Write a continuation of the passage below on the archaeology of the Maya site of Pacbitun, beginning after its final sentence; the data that follow the passage are separate from it.

- DOCUMENT PASSAGE
● ● ●
More than 300 housemounds were identified and mapped through field survey in the Periphery Zone surrounding the center, and about a quarter of these were test excavated. The latter provide evidence to document settlement patterns, and population changes, over time at Pacbitun. Slightly more than half of these elevated knolls were stand alone, isolated, mounds. The rest were found clustered in residential patio groups (plazuelas), typically with three mounds. Ranging in size from about 1–2 m tall, these mounds (following excavation) were shown to be primarily earth and stone residential platforms for perishable houses of the common Maya. Many had typical household refuse associated with them, including remains of manos and metates, broken stone tools (chert and obsidian), and coarse, household pottery. Some also contained humble, common graves within them, placed by the Maya below house floors of dirt or plaster. The majority of the housemounds were clustered (in number and density) within 250 m of the center of the site, but some mounds have been identified as much as 3-5 kilometers away.

== Mortuary customs ==
Burials at the site show clear mortuary traditions linked to other sites of the Belize River Valley. The vast majority of the identified burials contained individuals lying in an extended position, on their backs (supine), with heads to the south. This burial pattern is well documented at neighboring Valley sites. Among the site elite, Pacbitun exhibited a surprising number of burials with a male and female pair. There were also several interments of sacrificial victims (both adults and children). Mortuary offerings for commoners were simple, and limited in quantity, while elite graves (crypts and one tomb) included a wide array of items, including many exotics, like jade jewelry, marine shell ornaments, eccentric flints, painted, polychrome pottery, slate items, and even musical instruments. The latter are relatively rare finds at most Maya sites and included, at Pacbitun ceramic ocarinas, effigy whistles, rattles (or maracas), flutes, and even a pottery hand drum. Most of the instruments were recovered from burials containing elite Maya women, or individuals of sub-elite status residing in the Core Zone during the last part of the Classic period.
● ● ●
- MATERIAL SUPPLIED
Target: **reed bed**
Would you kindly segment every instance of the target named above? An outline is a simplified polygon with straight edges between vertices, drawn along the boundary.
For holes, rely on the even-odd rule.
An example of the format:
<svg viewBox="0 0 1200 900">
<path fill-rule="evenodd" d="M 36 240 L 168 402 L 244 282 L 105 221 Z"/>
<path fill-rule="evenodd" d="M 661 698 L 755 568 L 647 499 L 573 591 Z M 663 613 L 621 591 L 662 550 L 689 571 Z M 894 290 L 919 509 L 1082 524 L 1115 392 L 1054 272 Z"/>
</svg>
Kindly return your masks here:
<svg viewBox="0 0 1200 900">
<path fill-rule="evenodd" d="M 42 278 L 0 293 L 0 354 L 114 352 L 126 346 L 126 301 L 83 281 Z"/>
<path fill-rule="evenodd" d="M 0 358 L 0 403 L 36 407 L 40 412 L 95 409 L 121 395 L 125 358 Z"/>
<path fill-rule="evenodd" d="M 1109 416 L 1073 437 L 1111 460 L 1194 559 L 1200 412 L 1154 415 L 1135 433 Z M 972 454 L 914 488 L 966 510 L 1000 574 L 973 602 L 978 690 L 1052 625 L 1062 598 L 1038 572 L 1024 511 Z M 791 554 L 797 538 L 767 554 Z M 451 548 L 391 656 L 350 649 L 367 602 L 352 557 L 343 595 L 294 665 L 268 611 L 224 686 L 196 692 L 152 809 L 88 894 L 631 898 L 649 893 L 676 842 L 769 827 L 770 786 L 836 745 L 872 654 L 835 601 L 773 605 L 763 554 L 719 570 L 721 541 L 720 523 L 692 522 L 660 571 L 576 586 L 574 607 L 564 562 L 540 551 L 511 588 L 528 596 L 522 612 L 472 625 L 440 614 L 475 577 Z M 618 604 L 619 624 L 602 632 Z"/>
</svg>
● ● ●
- WRITTEN RESPONSE
== Craft production ==
In addition to evidence at Pacbitun from the Preclassic period for shell ornament production, a Late Classic period slate workshop has been identified, attached (literally and figuratively) to the royal court zone of Plaza B. Quantities of worked, marine shell refuse, and a granite groundstone tool workshop for the production of manos and metates, have been found in the Periphery Zone of Pacbitun, also dating to the Late Classic. All these suggest that the site was involved, for centuries, in a range of craft production as well as import and export activities.

Pacbitun was abandoned by about 900 CE, for reasons that remain unclear, but which surely were connected to the widespread abandonment of dozens of other, major centers of the Southern Lowlands at this time, as part of a phenomenon known as the Classic Maya collapse.